- **What to do**: Whenever a line in the listing contains "below", copy that line.
[Information supplied — start]
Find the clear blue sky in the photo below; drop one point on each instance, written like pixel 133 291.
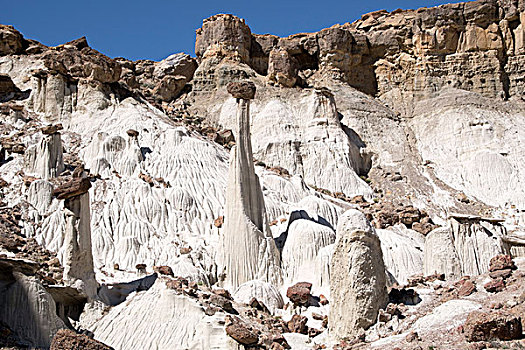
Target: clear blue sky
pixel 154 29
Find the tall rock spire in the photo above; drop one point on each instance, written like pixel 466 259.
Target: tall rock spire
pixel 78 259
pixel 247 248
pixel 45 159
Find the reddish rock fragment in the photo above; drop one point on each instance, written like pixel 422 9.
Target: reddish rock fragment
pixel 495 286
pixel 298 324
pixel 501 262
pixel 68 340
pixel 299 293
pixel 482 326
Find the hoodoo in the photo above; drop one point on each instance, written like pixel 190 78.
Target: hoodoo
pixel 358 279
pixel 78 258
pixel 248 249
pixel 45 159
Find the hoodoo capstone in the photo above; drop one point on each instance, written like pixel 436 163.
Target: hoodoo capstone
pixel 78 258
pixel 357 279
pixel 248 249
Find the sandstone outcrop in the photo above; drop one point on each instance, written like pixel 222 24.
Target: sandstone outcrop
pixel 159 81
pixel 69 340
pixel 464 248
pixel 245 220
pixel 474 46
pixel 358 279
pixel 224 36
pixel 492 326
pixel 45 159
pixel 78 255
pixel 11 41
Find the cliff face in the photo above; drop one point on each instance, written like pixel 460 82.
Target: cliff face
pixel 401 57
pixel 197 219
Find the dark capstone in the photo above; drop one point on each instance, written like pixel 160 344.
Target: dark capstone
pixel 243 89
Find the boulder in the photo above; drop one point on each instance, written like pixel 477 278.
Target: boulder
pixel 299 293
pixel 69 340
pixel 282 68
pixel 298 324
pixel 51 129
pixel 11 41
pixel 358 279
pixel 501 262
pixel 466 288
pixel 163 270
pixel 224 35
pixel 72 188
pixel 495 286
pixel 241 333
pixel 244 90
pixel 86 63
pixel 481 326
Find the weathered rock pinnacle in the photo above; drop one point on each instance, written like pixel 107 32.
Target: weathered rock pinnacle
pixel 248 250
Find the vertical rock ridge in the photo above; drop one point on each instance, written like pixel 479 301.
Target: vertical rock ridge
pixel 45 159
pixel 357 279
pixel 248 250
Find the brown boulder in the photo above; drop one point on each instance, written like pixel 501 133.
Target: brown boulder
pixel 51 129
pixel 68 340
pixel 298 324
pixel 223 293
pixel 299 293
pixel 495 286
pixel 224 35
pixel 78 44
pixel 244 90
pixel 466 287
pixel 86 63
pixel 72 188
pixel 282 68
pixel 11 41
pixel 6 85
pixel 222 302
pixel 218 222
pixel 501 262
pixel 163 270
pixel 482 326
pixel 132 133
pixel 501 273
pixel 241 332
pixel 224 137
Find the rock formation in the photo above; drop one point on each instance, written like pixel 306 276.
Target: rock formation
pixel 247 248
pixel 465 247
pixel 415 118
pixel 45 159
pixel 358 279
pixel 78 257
[Information supplied — finish]
[Information supplied — start]
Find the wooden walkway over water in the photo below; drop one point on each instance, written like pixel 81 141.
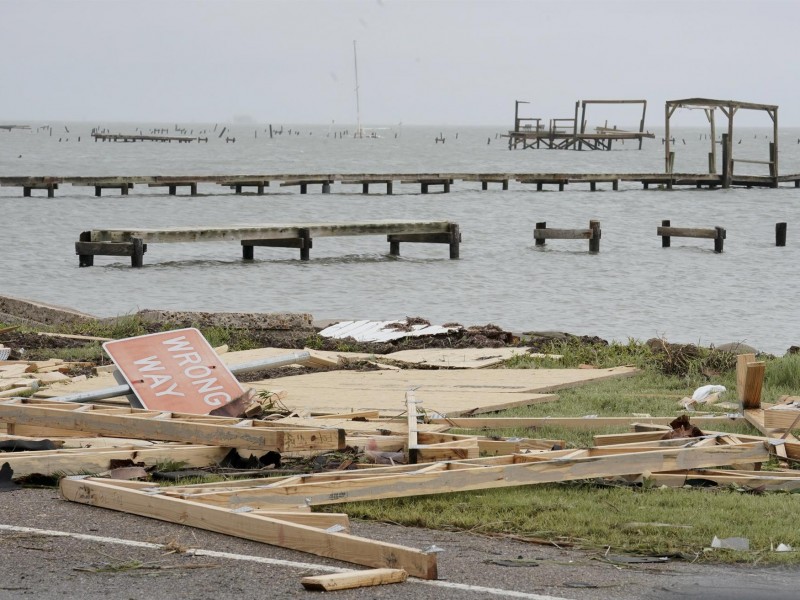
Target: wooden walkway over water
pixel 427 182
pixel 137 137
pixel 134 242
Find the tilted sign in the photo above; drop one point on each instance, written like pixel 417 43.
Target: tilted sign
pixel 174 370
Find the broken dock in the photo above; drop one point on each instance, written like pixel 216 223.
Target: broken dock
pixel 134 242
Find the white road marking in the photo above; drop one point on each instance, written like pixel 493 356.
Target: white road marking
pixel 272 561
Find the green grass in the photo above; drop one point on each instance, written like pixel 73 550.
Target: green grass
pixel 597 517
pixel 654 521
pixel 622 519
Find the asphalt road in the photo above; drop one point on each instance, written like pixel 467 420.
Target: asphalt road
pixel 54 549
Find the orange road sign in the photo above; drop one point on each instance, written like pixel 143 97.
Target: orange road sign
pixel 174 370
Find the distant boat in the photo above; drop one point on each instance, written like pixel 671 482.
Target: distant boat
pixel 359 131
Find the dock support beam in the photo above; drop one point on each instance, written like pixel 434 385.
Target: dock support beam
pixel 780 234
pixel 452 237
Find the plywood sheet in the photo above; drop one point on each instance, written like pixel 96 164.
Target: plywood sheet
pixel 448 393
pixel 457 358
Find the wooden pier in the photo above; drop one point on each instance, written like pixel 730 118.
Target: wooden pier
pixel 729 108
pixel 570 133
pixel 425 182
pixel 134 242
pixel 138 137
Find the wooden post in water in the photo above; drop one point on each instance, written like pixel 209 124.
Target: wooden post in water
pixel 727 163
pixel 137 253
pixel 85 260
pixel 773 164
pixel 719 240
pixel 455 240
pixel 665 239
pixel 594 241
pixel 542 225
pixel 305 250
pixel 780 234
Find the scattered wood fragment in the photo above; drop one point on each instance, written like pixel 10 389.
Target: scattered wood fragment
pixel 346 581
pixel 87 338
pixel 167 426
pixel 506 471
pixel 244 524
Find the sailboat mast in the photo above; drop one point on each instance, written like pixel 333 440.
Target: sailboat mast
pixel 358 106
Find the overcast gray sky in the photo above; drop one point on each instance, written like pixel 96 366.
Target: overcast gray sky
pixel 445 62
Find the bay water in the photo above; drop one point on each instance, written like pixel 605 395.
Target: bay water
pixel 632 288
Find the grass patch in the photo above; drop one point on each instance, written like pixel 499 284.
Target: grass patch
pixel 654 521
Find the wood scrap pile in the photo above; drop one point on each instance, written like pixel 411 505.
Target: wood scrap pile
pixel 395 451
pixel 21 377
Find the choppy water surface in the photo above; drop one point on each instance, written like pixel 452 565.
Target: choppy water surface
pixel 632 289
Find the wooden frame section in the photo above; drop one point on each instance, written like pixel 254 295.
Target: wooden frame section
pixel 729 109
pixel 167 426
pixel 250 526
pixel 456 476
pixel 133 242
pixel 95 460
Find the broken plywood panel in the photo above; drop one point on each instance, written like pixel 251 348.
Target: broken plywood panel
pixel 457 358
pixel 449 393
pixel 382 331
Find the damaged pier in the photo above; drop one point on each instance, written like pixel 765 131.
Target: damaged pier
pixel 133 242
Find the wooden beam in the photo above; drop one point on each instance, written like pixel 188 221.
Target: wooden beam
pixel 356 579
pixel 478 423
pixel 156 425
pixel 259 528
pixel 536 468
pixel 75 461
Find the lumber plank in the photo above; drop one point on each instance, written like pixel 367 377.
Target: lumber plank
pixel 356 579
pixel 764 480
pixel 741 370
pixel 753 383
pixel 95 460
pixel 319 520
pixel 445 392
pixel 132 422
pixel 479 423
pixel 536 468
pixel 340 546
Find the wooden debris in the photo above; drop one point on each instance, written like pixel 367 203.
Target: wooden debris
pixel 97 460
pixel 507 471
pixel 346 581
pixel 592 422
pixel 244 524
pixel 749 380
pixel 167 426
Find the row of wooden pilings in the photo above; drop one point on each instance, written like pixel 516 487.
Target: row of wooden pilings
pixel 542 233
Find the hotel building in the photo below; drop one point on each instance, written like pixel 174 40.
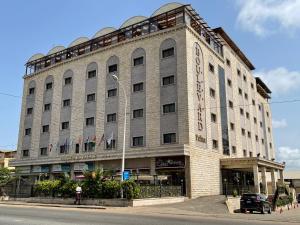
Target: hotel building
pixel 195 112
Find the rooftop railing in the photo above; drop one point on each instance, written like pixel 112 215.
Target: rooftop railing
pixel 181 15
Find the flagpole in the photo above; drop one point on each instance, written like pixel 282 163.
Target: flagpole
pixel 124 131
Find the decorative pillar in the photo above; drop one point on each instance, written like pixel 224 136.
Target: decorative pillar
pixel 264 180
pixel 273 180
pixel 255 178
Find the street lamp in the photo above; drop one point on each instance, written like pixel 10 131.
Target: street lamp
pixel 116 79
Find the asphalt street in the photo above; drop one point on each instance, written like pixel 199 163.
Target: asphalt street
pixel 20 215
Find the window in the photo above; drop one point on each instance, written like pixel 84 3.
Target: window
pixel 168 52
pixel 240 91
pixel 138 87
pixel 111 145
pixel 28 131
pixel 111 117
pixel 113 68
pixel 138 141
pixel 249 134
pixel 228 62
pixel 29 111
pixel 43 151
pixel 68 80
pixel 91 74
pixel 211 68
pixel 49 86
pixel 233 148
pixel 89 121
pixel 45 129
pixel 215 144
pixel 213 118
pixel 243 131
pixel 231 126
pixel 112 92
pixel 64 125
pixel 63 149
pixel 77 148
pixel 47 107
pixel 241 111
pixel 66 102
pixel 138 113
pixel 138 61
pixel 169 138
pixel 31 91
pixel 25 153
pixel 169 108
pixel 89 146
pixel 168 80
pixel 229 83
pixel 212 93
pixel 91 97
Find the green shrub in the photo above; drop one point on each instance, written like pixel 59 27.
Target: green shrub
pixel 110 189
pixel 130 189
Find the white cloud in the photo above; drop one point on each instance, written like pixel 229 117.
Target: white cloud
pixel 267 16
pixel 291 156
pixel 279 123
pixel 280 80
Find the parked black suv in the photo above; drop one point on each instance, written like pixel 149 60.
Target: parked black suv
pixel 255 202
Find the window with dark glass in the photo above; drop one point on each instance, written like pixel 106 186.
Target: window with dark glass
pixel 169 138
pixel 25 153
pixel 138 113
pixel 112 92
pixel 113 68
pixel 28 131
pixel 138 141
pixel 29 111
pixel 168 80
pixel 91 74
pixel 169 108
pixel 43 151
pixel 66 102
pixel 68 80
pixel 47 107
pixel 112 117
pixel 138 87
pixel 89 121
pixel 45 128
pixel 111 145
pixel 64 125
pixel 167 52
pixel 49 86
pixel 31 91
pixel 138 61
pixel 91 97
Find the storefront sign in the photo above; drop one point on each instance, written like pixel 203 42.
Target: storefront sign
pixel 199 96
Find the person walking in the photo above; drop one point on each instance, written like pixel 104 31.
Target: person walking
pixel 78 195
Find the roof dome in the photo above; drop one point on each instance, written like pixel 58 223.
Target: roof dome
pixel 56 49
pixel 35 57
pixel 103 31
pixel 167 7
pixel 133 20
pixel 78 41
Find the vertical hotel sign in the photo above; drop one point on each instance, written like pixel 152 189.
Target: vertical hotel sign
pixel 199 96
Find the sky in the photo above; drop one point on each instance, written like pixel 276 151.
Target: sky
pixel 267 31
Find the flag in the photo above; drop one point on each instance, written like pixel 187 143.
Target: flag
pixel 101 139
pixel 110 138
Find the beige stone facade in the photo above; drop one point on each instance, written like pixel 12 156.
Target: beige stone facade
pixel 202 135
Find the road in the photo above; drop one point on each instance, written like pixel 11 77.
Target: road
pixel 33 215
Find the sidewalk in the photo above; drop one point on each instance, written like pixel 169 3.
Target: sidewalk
[Information supplied — finish]
- **Task response**:
Find the clear blue sky in the photo below; drop one point on each instance, written like pixel 133 291.
Find the wooden walkway over water in the photo below; drop one point on each instance, written like pixel 81 141.
Find the hotel building in the photo below; drop one point on each instance, written like pixel 174 40.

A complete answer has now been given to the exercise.